_Consigne donnée a_
Compte les lignes des entrées qui contiennent la chaîne « overcast », en tenant compte de la casse. Donne seulement ce nombre.

_Extrait du document_
..............................

2. Contenu de formation dans le projet

2.1. Temps n°1 : la déclinaison et l’analyse de la fonction d’animateur

Afin de faire émerger la connaissance de cette fonction d’animateur de groupes d’APP, j’ai croisé, par le biais d’une revue de littérature, ce qui est énoncé par un certain nombre d’auteurs ayant publié autour de cette question et ce que j’ai pu mettre en lumière à travers ma propre pratique d’animateur de groupes d’APP en IFSI (Institut de Formation en Soins Infirmiers) et IFCS (Institut de Formation des Cadres de Santé) depuis 2007[7].

Il en ressort, pour cette fonction d’animateur, différentes questions.

  • La question du contexte d’intervention : l’animateur intervient généralement suite à une demande institutionnelle (centres de formation, lieux d’exercice professionnel), avec un appel d’offre plus ou moins explicite au sujet de la portée du dispositif d’APP et les attendus. L’animateur peut soit déjà travailler au sein de l’institution (par exemple : un cadre de santé formateur en IFSI qui anime un groupe d’étudiants en soins infirmiers appartenant au même centre de formation), soit être extérieur à cette dernière. Cela requiert une analyse préalable de la demande (voir Robo, 2017 et Thiébaud, 2017a) et une négociation sur les objectifs poursuivis, le rythme des séances d’analyse, le lieu, le cadre horaire, etc. Ainsi, l’animateur doit savoir développer la procédure de contractualisation et analyser une demande d’intervention institutionnelle en y répondant par un réel projet d’intervention. En plus de sa fonction d’animation d’un groupe, l’animateur peut devenir aussi un prestataire, porteur d’un projet/concepteur d’une offre singulière et adaptée à la spécificité de la demande. Par ailleurs, comme le mentionne Robo (2017), l’animateur va être confronté à la diversité dans la constitution des groupes. Robo en propose une typologie non exhaustive : groupe de participants volontaires, de non volontaires, groupe équipe, groupe dont les participants ne se connaissent pas, groupe néophyte en APP ou ayant déjà une expérience préalable, etc. Nous pourrions aussi y ajouter l’aspect de la possible co-animation des groupes d’APP[8].

..............................

_Matériel d'exercice_
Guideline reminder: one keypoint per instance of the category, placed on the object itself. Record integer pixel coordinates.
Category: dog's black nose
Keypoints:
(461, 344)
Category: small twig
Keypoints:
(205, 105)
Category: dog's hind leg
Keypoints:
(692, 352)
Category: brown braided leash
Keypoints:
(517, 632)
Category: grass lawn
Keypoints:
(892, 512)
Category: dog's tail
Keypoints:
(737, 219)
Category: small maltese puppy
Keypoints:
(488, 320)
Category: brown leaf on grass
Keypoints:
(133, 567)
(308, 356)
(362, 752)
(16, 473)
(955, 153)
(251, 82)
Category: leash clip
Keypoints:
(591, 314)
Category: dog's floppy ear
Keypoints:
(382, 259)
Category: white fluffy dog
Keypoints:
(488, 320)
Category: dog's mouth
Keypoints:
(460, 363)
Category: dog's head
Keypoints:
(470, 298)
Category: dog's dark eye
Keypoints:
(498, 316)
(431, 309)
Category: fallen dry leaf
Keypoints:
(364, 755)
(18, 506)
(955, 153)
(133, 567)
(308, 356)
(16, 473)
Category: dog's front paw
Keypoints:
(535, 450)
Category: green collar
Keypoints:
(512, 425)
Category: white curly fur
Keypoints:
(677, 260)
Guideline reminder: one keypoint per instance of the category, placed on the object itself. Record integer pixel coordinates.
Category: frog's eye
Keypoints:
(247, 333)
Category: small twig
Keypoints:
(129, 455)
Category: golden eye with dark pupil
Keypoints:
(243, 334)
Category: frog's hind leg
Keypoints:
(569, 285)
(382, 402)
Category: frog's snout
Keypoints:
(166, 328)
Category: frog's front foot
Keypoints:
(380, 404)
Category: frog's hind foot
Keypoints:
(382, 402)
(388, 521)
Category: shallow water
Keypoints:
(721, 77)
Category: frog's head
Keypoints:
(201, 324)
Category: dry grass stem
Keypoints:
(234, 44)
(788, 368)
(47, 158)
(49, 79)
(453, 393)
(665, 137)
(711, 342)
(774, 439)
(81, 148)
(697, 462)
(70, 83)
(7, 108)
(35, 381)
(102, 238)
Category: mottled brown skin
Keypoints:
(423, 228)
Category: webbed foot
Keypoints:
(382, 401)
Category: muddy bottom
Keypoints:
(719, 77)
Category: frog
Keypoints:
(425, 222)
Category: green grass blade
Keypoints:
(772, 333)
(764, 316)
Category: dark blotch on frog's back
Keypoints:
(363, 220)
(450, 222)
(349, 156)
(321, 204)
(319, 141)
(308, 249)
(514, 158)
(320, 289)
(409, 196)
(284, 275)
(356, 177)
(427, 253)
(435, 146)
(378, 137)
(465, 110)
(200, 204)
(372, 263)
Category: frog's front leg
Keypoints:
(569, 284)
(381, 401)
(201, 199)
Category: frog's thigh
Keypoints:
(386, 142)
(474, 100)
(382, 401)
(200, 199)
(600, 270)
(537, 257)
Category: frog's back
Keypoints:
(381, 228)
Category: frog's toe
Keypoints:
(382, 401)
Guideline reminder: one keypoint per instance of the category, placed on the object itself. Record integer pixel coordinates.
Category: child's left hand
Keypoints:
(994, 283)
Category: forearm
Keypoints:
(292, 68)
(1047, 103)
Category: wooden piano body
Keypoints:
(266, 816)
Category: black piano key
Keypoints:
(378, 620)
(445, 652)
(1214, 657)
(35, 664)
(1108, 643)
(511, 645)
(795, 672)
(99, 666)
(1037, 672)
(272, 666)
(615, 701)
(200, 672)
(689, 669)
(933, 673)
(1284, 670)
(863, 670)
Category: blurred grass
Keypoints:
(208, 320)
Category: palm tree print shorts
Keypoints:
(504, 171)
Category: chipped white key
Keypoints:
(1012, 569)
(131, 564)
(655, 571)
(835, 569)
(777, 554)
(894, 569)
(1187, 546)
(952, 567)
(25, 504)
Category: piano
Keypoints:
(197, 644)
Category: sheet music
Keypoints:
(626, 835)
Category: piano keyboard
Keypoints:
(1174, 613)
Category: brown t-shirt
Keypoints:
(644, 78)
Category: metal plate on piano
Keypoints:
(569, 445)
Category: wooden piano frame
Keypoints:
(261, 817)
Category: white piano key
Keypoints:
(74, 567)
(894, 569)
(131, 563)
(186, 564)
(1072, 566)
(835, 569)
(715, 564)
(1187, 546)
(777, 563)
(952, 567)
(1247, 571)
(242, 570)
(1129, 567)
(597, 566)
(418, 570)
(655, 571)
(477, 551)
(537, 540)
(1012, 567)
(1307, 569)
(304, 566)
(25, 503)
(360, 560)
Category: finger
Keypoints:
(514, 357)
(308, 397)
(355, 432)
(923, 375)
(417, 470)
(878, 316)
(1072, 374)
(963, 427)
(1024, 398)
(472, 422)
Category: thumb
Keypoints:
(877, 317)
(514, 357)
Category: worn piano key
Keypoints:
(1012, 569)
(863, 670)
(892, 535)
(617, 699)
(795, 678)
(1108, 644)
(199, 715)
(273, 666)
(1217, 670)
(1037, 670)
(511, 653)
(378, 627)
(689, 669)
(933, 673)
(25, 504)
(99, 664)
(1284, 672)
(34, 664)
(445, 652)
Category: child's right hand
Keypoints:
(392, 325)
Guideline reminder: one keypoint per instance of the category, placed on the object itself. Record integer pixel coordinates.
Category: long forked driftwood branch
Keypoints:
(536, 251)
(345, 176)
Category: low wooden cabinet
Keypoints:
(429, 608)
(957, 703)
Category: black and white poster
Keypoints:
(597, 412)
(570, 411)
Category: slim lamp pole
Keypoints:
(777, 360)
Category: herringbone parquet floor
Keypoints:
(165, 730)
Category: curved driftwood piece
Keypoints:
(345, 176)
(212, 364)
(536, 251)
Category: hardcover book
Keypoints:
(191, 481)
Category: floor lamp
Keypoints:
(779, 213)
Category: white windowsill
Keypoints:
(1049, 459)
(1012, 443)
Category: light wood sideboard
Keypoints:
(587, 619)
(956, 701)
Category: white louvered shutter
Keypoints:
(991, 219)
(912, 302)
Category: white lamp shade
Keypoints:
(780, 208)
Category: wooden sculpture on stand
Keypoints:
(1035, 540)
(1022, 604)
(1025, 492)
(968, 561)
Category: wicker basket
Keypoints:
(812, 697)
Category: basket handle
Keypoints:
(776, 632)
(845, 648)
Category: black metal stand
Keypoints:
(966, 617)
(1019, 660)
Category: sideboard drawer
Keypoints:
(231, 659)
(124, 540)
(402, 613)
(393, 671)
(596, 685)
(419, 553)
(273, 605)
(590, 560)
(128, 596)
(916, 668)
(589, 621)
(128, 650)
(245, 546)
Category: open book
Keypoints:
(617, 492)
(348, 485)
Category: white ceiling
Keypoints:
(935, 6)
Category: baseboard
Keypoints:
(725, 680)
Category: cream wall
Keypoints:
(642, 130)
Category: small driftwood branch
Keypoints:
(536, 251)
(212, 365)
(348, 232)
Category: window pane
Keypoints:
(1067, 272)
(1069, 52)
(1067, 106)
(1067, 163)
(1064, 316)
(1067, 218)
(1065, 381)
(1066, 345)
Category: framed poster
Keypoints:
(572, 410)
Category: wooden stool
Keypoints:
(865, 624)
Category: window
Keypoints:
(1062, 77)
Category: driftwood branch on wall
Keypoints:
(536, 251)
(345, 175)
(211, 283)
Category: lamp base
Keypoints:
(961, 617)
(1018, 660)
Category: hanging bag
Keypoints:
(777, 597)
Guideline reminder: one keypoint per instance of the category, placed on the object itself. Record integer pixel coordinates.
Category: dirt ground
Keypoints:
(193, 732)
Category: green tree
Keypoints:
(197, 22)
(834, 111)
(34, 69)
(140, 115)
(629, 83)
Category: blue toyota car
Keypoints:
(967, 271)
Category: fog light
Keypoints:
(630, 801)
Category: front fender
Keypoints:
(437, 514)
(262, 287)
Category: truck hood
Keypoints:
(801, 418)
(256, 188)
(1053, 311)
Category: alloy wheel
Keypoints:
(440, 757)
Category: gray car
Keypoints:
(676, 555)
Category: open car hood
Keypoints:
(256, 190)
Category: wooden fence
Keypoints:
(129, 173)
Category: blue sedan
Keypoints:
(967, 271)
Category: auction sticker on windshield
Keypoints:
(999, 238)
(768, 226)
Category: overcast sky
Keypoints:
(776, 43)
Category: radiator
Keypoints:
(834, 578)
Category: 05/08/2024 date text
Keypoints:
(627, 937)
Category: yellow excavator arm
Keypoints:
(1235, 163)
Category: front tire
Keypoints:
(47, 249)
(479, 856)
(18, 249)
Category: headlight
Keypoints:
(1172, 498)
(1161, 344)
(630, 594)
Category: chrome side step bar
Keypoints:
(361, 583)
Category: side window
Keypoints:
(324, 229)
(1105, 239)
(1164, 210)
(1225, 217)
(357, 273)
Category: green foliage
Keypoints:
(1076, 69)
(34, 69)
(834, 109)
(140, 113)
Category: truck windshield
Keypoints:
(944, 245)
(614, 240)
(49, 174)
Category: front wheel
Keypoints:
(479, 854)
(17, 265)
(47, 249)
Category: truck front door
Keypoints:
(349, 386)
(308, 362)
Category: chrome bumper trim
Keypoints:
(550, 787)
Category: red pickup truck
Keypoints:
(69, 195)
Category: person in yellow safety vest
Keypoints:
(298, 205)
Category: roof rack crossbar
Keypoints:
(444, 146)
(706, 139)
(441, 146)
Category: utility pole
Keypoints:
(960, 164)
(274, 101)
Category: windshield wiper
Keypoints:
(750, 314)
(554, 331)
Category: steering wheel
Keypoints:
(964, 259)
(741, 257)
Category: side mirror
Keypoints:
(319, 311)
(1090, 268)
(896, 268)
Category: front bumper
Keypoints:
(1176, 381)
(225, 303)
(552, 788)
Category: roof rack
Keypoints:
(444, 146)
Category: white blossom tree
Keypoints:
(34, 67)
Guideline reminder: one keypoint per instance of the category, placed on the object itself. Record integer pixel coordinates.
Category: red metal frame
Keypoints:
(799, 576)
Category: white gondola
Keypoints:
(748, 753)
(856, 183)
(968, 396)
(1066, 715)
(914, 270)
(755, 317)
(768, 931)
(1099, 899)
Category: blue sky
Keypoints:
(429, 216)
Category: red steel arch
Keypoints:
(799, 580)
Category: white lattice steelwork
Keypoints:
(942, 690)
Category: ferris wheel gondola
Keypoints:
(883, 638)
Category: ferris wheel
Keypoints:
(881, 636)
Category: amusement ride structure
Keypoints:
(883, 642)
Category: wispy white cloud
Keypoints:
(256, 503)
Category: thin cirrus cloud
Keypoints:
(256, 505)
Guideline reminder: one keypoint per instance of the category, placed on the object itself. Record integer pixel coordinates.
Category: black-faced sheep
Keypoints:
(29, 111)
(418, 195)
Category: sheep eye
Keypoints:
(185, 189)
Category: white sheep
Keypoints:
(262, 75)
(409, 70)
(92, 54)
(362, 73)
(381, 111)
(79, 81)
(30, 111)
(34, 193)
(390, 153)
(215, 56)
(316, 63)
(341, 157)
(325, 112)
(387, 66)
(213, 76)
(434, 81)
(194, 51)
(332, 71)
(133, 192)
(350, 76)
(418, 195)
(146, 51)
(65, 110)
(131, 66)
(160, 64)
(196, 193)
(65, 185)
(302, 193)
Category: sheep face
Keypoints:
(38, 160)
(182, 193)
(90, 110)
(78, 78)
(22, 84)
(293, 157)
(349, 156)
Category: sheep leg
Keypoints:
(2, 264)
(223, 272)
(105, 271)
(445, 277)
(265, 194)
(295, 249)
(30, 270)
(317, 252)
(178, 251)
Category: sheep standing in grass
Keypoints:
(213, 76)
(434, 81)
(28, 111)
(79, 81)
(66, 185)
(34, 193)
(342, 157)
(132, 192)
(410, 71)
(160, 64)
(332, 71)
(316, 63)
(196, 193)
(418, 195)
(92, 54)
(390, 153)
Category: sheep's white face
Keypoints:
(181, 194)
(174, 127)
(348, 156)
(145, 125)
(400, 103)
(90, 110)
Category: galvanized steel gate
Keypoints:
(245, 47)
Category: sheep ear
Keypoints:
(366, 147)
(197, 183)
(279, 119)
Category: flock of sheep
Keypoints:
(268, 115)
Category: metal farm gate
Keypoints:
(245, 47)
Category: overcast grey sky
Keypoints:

..............................

_Consigne donnée b_
Dans l'extrait sur la fonction d'animateur de groupes d'APP, que signifie le sigle IFCS ?

_Réponse rédigée a_
2

_Réponse rédigée b_
Institut de Formation des Cadres de Santé.